| Given data |
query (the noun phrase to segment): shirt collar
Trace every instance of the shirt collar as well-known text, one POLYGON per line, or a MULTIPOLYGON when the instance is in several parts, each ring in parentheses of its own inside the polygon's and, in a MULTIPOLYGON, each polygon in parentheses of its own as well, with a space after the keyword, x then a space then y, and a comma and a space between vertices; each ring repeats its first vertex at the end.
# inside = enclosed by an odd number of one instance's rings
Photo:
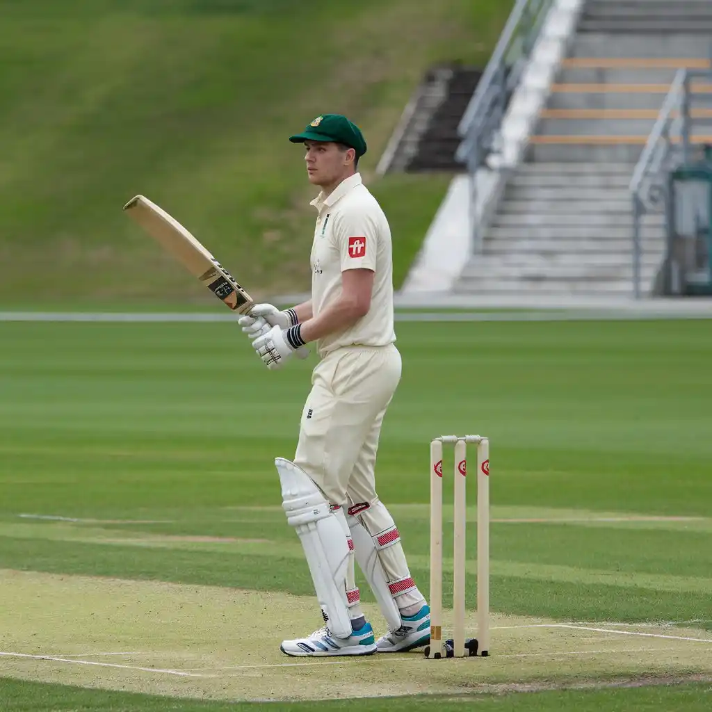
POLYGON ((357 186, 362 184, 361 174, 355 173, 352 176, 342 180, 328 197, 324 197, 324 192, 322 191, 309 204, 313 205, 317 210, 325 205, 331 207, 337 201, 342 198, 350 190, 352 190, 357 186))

---

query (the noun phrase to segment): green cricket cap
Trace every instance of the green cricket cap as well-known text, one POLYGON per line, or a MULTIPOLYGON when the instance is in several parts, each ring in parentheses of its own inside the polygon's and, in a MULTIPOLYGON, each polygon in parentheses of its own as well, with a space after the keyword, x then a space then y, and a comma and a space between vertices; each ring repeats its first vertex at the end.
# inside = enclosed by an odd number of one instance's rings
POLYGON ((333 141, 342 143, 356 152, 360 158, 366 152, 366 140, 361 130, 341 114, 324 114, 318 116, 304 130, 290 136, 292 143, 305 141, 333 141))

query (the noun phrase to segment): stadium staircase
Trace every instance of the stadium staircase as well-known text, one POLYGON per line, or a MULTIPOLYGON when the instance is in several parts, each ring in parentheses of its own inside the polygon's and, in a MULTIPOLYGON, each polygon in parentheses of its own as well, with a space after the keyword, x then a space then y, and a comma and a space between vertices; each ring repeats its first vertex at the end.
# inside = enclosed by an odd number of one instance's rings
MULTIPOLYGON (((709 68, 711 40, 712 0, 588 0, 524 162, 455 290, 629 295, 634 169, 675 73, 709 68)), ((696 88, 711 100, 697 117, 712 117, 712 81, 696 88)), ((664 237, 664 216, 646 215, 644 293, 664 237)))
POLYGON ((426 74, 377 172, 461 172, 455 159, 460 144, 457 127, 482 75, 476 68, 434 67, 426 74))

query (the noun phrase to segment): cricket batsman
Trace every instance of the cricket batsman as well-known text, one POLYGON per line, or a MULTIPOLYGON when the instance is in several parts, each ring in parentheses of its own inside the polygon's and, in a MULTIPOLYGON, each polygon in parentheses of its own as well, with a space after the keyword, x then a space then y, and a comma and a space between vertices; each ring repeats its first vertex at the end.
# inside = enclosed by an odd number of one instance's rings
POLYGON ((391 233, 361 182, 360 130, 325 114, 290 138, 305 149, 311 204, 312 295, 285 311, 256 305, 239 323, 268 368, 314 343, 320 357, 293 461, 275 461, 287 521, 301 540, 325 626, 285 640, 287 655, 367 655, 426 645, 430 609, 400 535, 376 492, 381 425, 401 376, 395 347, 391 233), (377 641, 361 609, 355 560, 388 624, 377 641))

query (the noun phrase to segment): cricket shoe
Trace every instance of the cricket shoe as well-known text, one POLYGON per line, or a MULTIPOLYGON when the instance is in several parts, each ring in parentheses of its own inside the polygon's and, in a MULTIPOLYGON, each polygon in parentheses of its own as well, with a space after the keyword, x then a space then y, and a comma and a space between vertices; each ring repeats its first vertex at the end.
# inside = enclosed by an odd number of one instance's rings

--

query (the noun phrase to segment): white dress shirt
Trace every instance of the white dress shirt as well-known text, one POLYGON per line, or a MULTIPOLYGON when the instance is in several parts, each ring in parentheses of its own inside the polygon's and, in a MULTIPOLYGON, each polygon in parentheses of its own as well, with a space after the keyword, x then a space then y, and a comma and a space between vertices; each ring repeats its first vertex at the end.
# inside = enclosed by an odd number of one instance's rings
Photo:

| Task details |
Can you set down the lines starting at the one containing "query (the noun phrase to segment): shirt" and ending at the one containing "POLYGON ((357 186, 362", identical to the originals but without the pictures?

| Solution for this problem |
query (the noun phrase to segment): shirt collar
Trace every instance of the shirt collar as well-known text, one POLYGON per line, or a MULTIPOLYGON when the instance is in several parts, each ring in parentheses of its own inside the polygon's and, in a MULTIPOLYGON, each polygon in parentheses of its own as well, with a space after the keyword, x then a space then y, and a comma and a space between vertices; each ring repeats its first vertex at the end.
# inside = enclosed by an odd number of one instance's rings
Photo:
POLYGON ((357 186, 362 184, 361 174, 355 173, 352 176, 342 180, 328 197, 324 197, 324 192, 322 191, 309 204, 313 205, 317 210, 325 205, 331 207, 337 201, 342 198, 350 190, 352 190, 357 186))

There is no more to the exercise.